* START Record excerpts *

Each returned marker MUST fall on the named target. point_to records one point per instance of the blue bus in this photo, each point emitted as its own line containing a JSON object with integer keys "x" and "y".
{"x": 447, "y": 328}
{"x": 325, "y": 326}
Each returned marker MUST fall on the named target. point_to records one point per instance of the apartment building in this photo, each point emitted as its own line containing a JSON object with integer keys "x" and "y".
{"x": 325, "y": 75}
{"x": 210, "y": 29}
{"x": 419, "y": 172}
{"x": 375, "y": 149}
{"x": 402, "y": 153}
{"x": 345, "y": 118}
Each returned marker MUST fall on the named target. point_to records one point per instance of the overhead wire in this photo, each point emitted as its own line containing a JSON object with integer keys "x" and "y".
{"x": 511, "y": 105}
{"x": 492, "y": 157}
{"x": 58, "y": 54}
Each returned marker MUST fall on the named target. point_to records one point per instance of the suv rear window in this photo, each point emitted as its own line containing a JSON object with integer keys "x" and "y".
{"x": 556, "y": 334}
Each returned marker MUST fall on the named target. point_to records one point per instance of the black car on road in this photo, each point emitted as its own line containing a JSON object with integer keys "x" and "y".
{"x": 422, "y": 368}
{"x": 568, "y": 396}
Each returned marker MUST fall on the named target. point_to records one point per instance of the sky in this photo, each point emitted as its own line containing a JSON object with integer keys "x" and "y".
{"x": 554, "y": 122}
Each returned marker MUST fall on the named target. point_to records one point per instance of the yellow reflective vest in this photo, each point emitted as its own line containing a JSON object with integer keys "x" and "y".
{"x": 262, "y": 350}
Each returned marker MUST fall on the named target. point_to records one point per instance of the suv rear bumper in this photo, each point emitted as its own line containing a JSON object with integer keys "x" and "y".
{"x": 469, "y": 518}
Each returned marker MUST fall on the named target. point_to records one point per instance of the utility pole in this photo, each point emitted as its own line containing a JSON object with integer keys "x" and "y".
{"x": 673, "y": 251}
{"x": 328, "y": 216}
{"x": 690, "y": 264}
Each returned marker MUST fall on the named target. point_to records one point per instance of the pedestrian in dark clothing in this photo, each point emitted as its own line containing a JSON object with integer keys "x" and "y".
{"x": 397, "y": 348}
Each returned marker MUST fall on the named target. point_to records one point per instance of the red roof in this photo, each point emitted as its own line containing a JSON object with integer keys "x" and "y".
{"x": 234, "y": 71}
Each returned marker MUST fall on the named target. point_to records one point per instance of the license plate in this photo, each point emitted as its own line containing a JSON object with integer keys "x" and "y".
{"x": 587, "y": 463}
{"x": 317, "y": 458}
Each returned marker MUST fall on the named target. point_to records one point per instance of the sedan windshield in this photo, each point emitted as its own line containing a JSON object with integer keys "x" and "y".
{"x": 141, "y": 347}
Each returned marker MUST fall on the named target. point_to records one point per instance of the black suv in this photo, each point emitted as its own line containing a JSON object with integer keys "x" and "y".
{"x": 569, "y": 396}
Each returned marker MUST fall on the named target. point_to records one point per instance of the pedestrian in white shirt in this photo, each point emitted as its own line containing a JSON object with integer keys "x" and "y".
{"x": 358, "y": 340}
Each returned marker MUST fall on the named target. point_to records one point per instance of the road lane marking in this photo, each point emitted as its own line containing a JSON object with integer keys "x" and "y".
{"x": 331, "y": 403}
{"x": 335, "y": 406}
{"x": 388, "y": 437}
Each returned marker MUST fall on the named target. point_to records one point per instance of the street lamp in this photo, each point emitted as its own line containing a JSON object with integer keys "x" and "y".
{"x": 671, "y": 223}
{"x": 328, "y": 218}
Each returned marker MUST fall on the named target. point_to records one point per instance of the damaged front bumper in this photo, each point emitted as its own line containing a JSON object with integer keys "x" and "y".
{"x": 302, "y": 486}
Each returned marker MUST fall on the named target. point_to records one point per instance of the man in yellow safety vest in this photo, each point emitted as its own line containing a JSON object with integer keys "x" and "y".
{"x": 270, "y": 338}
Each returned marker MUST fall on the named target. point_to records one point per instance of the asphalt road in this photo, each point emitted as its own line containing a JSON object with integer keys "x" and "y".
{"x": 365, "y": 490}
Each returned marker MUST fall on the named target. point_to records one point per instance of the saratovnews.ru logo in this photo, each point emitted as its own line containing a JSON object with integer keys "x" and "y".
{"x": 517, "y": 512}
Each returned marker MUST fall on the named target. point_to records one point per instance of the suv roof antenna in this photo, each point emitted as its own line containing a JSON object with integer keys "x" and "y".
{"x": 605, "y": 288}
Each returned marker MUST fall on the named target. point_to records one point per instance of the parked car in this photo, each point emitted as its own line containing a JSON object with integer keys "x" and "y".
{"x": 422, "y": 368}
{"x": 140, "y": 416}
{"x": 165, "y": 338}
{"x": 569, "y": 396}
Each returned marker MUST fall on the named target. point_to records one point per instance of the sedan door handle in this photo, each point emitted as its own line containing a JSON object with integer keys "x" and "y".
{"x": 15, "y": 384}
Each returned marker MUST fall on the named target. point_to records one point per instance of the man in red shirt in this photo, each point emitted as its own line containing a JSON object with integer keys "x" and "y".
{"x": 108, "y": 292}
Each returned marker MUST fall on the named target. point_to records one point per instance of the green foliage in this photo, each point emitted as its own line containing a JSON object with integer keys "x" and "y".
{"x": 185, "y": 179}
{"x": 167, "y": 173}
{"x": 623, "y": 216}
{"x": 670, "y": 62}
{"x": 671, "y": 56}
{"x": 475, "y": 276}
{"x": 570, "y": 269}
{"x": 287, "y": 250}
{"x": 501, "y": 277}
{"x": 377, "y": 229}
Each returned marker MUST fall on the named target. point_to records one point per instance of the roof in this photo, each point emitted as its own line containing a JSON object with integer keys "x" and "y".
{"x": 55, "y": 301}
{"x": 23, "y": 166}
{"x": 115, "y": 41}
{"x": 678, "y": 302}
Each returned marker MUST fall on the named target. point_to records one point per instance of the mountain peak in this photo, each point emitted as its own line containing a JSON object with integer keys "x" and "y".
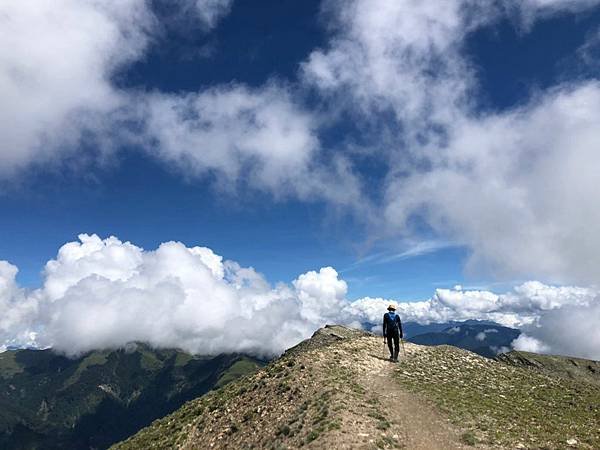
{"x": 338, "y": 390}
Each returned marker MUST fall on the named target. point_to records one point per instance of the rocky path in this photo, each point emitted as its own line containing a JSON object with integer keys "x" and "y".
{"x": 401, "y": 419}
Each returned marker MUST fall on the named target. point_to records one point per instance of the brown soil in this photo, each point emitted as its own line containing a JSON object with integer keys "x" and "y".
{"x": 335, "y": 391}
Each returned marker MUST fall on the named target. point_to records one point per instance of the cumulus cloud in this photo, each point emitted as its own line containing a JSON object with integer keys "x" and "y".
{"x": 106, "y": 293}
{"x": 56, "y": 62}
{"x": 57, "y": 75}
{"x": 516, "y": 187}
{"x": 518, "y": 308}
{"x": 261, "y": 136}
{"x": 568, "y": 330}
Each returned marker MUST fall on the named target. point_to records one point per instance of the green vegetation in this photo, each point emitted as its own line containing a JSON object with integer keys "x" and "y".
{"x": 8, "y": 365}
{"x": 241, "y": 367}
{"x": 502, "y": 405}
{"x": 50, "y": 401}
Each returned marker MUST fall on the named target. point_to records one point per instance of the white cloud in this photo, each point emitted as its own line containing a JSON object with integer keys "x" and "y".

* END Record excerpts *

--- Task brief ---
The records above need to be given again exactly. Omit the pictures.

--- Output ---
Each returned marker MUST fall on the named target. point_to records one point per instance of the blue bus in this photo, each point emitted as its own line containing a JSON object with integer keys "x" and "y".
{"x": 447, "y": 328}
{"x": 325, "y": 326}
Each returned marker MUST fall on the named target. point_to records one point per instance of the apartment building in this photo, each point emitted as its own line containing a JSON object with integer keys "x" and "y".
{"x": 325, "y": 75}
{"x": 210, "y": 29}
{"x": 419, "y": 172}
{"x": 375, "y": 149}
{"x": 402, "y": 153}
{"x": 345, "y": 118}
Each returned marker MUST fall on the named target. point_to records one point per instance of the overhead wire in this photo, each point emitted as its own line containing a JSON object with integer keys "x" and "y".
{"x": 511, "y": 105}
{"x": 492, "y": 157}
{"x": 58, "y": 54}
Each returned marker MUST fall on the named target. point_to records one point per instance of the suv rear window in this photo, each point emitted as its own line containing a JSON object with integer keys "x" and "y".
{"x": 556, "y": 334}
Each returned marker MUST fall on the named target. point_to records one point per instance of the black car on road in this photo, each point emitted as its own line containing a JSON object with integer keys "x" and "y".
{"x": 422, "y": 368}
{"x": 568, "y": 396}
Each returned marker MUST fall on the named target. point_to records one point per instance of the sky in this photo, each point emitted as its own line containing a JSON object with integer keys "x" and "y".
{"x": 554, "y": 122}
Each returned marker MUST fall on the named target. point_to records one point per instance of the yellow reflective vest in this photo, each point emitted as its own line containing a JSON object with integer keys "x" and "y".
{"x": 262, "y": 350}
Each returned marker MUST fall on the named target. point_to records one point per instance of the suv rear bumper in this photo, each point emitted as its own line containing a JSON object with integer keys "x" and "y".
{"x": 469, "y": 518}
Each returned marker MUST fall on the named target. point_to records one point per instance of the utility pole in this photo, each point emitted as its own line containing a JSON object with integer keys "x" and "y".
{"x": 673, "y": 251}
{"x": 328, "y": 216}
{"x": 690, "y": 264}
Each returned marker MUST fall on the named target. point_to records one point per instance of the pedestrian in dark clothing in this photo, each point emitted as its own line containing a JSON object with integer keys "x" and "y".
{"x": 397, "y": 348}
Each returned marker MUST fall on the named target. point_to records one point per instance of the red roof in this photo, each point emitted as its own line containing a JSON object with integer keys "x" and "y".
{"x": 234, "y": 71}
Each returned marker MUST fall on the named target. point_to records one point per instance of the license plate in this photo, each point emitted as its own line containing a JSON object with integer keys "x" and "y".
{"x": 587, "y": 463}
{"x": 317, "y": 458}
Each returned marker MUST fall on the named target. point_to records one point per instance of the sedan windshield in this photo, each point emitted as its own line containing a JSON object with integer keys "x" and "y".
{"x": 141, "y": 347}
Each returned marker MUST fall on the named target. point_to records one point per instance of the black suv in this photo, each point emitted as its own line containing a JSON object with integer keys "x" and "y".
{"x": 569, "y": 396}
Each returned marker MUST fall on the named target. point_to records one point per instance of the pedestrian in white shirt in this photo, each point emitted as its own line containing a JSON object with integer keys "x" and "y".
{"x": 358, "y": 340}
Each returned marker MUST fall on the named target. point_to records one point per instance of the road lane marking in this photo, each point emitted as its own line containing a JSON object with integer keys "x" and "y".
{"x": 331, "y": 403}
{"x": 335, "y": 406}
{"x": 388, "y": 437}
Each returned marker MUST fall on the named target. point_to records one point per instance of the street lamp in this photo, each point emitted as its own line containing a JSON object with integer keys "x" and "y".
{"x": 671, "y": 223}
{"x": 328, "y": 218}
Each returned marker MUST fall on the named target. point_to records one point per instance of the damaged front bumper in this photo, each point emitted as its own line containing a JSON object with integer keys "x" and "y".
{"x": 302, "y": 486}
Each returned marker MUST fall on the named target. point_to records one point per instance of the man in yellow safety vest in this photo, each point emitted as its own line containing a JSON object with integer keys "x" and "y".
{"x": 270, "y": 338}
Each returned marker MUST fall on the named target. point_to records one point per instance of the asphalt road in this photo, each point emitted as its own line containing a JSON object with integer keys "x" and "y".
{"x": 365, "y": 490}
Each returned marker MUST fall on the named target. point_to records one point per instance of the saratovnews.ru logo in this photo, each point emitted as its own line containing a JSON object with integer keys "x" and "y".
{"x": 517, "y": 512}
Each returned marker MUST fall on the named target. point_to records one point per instance of the suv roof antenna in this photo, each point emitted as its own line containing a JSON object with integer keys "x" and "y".
{"x": 605, "y": 288}
Each returned marker MUST fall on the named target. point_to records one point per instance of the parked car in this photo, each point emitted as its own line containing a JSON object with integer keys "x" and "y".
{"x": 422, "y": 368}
{"x": 140, "y": 416}
{"x": 165, "y": 338}
{"x": 569, "y": 396}
Each returned marker MUST fall on the named target. point_to records one point per instance of the sedan door handle in this photo, each point emitted as its own line containing a JSON object with integer keys "x" and "y".
{"x": 15, "y": 384}
Each returned marker MUST fall on the named target. point_to records one point per instance of the man in red shirt in this photo, each point emitted as its own line containing a JSON object with integer keys "x" and "y".
{"x": 108, "y": 292}
Each returned marker MUST fall on the named target. point_to records one point per instance of the green foliage in this photo, each point emitted as its own line containing a JSON object with integer keys "x" and "y".
{"x": 185, "y": 179}
{"x": 167, "y": 173}
{"x": 623, "y": 216}
{"x": 670, "y": 62}
{"x": 671, "y": 56}
{"x": 475, "y": 276}
{"x": 570, "y": 269}
{"x": 287, "y": 250}
{"x": 501, "y": 277}
{"x": 377, "y": 229}
Each returned marker MUST fall on the named target. point_to records one point per instance of the roof in this photo, each point emitted as its own line containing a JSON object with integer keys "x" and "y".
{"x": 55, "y": 301}
{"x": 23, "y": 166}
{"x": 115, "y": 41}
{"x": 678, "y": 302}
Each returned marker MUST fall on the named target. point_to records one point per instance of the mountain peak in this photo, each point emitted as its own line containing a JSON object with integer keys "x" and "y".
{"x": 338, "y": 390}
Each returned marker MUST fall on the named target. point_to records one point per instance of the rocky path in this photo, each point emitted as its own line containing a JSON object with integer keys "x" and "y".
{"x": 401, "y": 419}
Each returned marker MUST fall on the named target. point_to records one point per instance of the brown soil in this photo, each point emitted as its own line containing a JSON object with integer keys "x" and "y".
{"x": 335, "y": 391}
Each returned marker MUST fall on the named target. point_to records one point per instance of the cumulus cloud in this photo, each point emitted as its own line containing a JSON object with integer keys "x" and "y".
{"x": 106, "y": 293}
{"x": 56, "y": 62}
{"x": 57, "y": 75}
{"x": 516, "y": 187}
{"x": 518, "y": 308}
{"x": 261, "y": 136}
{"x": 568, "y": 330}
Each returned marker MUST fall on the named target. point_to records one point per instance of the green vegetation in this photo, each point emitted as its own line containing a JSON object with integer keys "x" and "y".
{"x": 8, "y": 365}
{"x": 241, "y": 367}
{"x": 502, "y": 405}
{"x": 50, "y": 401}
Each returned marker MUST fall on the named target. point_to records one point per instance of the white cloud in this photo, each point emitted as its own line containing a JSON object with integer keys "x" and "y".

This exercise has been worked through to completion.